Type out all the records word for word. Any pictures are to be left out.

——————

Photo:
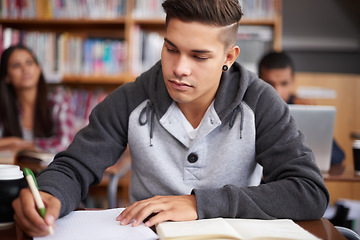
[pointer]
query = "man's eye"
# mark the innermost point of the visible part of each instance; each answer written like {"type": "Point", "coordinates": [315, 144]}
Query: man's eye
{"type": "Point", "coordinates": [170, 50]}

——————

Solution for this task.
Photo:
[pointer]
query = "man's eye"
# mark the innermost point of the visible part of each instance; each answer written like {"type": "Point", "coordinates": [315, 144]}
Query: man's eye
{"type": "Point", "coordinates": [170, 50]}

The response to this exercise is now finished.